Verilen Veriler:
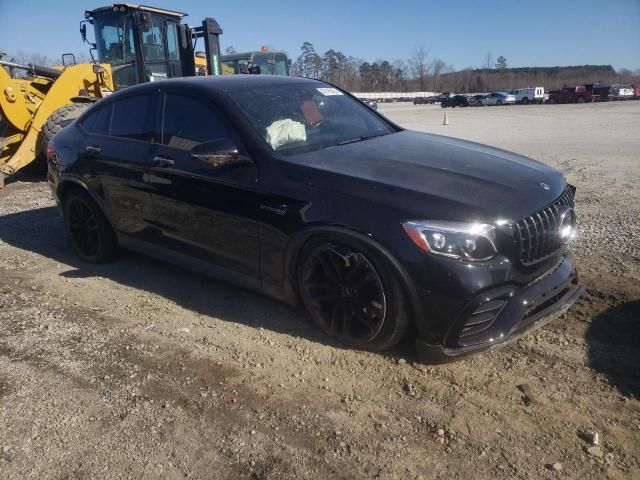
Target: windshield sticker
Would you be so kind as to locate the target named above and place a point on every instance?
(329, 91)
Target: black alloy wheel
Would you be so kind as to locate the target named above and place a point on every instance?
(91, 235)
(345, 294)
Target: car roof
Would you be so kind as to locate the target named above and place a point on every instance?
(225, 83)
(206, 85)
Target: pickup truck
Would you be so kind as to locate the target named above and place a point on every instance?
(578, 94)
(424, 100)
(529, 95)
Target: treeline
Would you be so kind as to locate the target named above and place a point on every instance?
(422, 72)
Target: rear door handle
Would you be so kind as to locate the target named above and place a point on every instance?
(163, 162)
(93, 149)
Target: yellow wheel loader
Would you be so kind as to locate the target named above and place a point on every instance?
(133, 44)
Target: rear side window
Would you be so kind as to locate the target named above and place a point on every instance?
(98, 121)
(132, 118)
(188, 122)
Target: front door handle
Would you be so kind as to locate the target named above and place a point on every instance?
(93, 149)
(163, 162)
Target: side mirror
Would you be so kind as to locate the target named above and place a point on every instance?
(219, 153)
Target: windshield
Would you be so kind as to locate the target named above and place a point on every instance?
(265, 62)
(301, 117)
(114, 38)
(115, 45)
(281, 67)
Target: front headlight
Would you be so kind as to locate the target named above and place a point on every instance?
(467, 241)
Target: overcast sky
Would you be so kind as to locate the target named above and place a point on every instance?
(527, 33)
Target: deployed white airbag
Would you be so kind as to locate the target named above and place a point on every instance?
(283, 132)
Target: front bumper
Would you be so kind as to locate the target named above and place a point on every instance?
(511, 311)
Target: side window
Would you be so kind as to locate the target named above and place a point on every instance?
(172, 41)
(132, 118)
(98, 121)
(188, 122)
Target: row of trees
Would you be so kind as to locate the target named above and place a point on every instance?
(422, 72)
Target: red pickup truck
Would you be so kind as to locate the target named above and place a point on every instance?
(579, 94)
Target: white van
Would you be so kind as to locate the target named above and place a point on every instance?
(530, 95)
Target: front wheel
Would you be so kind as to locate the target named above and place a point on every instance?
(89, 231)
(353, 294)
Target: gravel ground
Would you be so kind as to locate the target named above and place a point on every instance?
(142, 370)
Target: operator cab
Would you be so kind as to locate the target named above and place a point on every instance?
(262, 63)
(142, 44)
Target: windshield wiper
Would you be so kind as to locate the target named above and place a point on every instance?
(360, 139)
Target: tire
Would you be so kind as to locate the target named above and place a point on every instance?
(352, 293)
(60, 119)
(88, 230)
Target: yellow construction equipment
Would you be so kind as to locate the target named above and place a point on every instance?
(133, 44)
(27, 103)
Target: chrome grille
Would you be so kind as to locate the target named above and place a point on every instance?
(537, 236)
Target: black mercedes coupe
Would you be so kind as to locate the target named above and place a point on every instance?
(294, 188)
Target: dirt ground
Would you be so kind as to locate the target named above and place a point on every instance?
(138, 369)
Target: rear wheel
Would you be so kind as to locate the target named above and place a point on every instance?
(60, 119)
(91, 236)
(353, 294)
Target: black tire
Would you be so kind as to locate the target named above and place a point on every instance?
(88, 230)
(60, 119)
(352, 293)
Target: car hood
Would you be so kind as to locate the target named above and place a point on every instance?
(432, 176)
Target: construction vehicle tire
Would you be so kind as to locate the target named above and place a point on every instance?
(59, 119)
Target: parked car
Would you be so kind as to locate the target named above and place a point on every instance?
(497, 98)
(455, 101)
(294, 188)
(445, 96)
(424, 100)
(621, 92)
(579, 94)
(529, 95)
(474, 99)
(371, 104)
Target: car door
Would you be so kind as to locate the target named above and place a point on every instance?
(200, 210)
(118, 149)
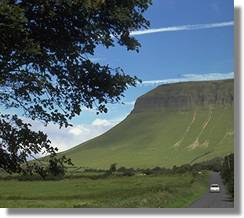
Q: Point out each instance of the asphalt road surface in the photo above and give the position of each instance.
(214, 200)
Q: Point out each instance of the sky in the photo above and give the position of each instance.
(187, 40)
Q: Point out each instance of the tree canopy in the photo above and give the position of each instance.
(46, 70)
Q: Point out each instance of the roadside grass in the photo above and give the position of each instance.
(154, 191)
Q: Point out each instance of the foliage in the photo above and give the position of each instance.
(227, 173)
(151, 141)
(46, 69)
(136, 191)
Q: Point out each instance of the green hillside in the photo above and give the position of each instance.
(171, 125)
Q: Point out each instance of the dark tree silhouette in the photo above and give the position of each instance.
(45, 69)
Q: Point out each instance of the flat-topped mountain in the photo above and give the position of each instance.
(173, 124)
(186, 95)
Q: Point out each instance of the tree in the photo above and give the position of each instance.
(46, 70)
(227, 173)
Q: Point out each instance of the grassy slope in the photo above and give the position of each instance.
(151, 191)
(149, 139)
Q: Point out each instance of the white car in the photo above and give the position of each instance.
(214, 188)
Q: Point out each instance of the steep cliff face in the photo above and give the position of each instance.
(186, 95)
(173, 124)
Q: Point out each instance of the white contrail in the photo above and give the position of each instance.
(189, 77)
(182, 28)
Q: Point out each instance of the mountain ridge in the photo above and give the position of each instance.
(162, 135)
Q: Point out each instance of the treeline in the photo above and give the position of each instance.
(227, 173)
(212, 165)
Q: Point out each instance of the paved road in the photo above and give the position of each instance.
(214, 200)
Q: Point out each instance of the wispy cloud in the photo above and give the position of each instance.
(183, 28)
(190, 77)
(66, 138)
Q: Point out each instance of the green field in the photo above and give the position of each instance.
(155, 191)
(163, 138)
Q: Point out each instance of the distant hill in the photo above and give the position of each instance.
(171, 125)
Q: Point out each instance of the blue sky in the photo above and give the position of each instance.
(188, 40)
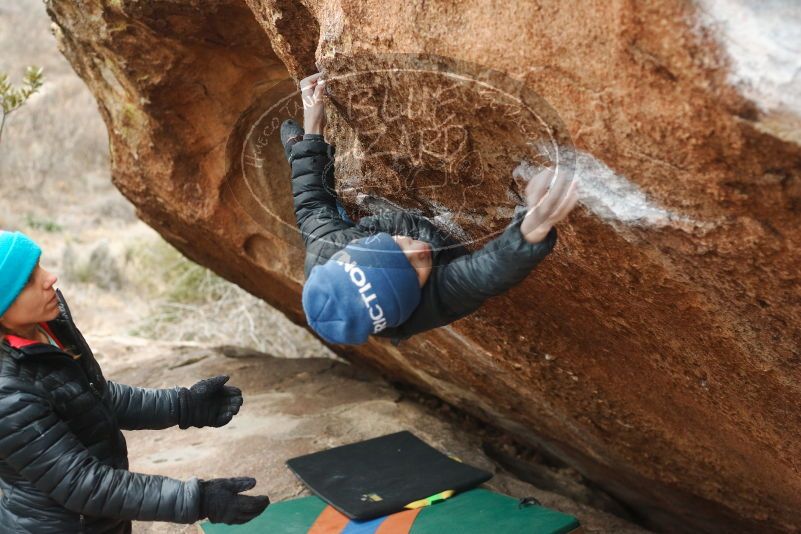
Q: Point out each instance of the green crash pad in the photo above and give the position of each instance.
(477, 511)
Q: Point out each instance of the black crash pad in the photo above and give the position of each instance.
(380, 476)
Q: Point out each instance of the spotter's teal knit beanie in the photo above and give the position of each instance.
(18, 257)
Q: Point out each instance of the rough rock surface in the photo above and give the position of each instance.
(657, 349)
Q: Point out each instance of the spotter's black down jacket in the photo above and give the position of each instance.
(460, 280)
(63, 459)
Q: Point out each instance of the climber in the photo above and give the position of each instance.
(395, 274)
(63, 459)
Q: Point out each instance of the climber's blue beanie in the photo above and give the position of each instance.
(364, 288)
(18, 257)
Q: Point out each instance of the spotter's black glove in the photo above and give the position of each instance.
(220, 501)
(209, 403)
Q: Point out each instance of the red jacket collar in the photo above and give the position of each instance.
(18, 342)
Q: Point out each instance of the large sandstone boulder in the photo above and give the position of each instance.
(657, 348)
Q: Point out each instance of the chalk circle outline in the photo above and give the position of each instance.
(562, 149)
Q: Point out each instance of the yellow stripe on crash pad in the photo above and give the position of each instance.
(400, 523)
(330, 521)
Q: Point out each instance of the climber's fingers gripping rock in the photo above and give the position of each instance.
(547, 205)
(312, 92)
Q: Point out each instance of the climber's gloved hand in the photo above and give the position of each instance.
(209, 403)
(220, 501)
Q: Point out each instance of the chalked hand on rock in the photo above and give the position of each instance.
(547, 205)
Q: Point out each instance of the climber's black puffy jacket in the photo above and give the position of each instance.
(460, 280)
(63, 459)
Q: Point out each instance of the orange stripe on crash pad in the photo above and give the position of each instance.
(399, 523)
(330, 521)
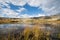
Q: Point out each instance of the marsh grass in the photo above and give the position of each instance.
(34, 33)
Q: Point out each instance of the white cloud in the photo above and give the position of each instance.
(48, 6)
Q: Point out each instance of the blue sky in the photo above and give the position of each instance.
(28, 8)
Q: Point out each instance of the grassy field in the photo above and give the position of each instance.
(34, 33)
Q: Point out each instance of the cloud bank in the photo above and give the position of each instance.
(49, 7)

Yapılacak İş:
Yukarıdaki satırları, "Q: Point out each instance of the spotter's black glove" ifadesinin geçtiği satırdan başlayarak en son satır da dahil olmak üzere hiçbir değişiklik yapmadan geri ver. Resimleri cevaba alma.

Doğru Cevap:
Q: Point out each instance of the spotter's black glove in the photo above and give the position of each instance.
(220, 501)
(209, 403)
Q: Point out each instance of the red jacket collar in the photo above and give the position of each instance.
(18, 342)
Q: Point out each instance of the large sandstone boulder in the photo above and give the position of each instance.
(657, 348)
Q: Point out each instance of the chalk circle outline in the photo above and give the position of each instance.
(562, 149)
Q: Point out each instance of the yellow stripe on crash pad in the photo above and give the position of each instance.
(400, 523)
(330, 521)
Q: Point out each instance of the climber's fingers gripping rock in the photo above and give the position of each instance.
(547, 205)
(312, 92)
Q: Point out each instance of the climber's gloved hand in the photo above and give the position of each instance.
(209, 403)
(220, 501)
Q: Point out each instance of the chalked hand on rock in the photo above and give the position of each instance.
(547, 205)
Q: Point out each instance of the climber's black puffy jacket in the photo above and give the position of each instance.
(460, 280)
(63, 459)
Q: Point out each instance of the orange stripe on crash pad in the photo above and give the position of each instance.
(399, 523)
(330, 521)
Q: Point out each instance of the marsh grass in the photo above and give the position of each instance.
(34, 33)
Q: Point out each instance of the white cloud in the photo above and give the position of each instance.
(48, 6)
Q: Point out each instance of the blue sky in the photo above and give the position of each instance.
(28, 8)
Q: Point out each instance of the grassy field in the photo above and give the position of each instance.
(34, 33)
Q: Point out each instance of the cloud bank in the photo above and give the position of each instance.
(49, 7)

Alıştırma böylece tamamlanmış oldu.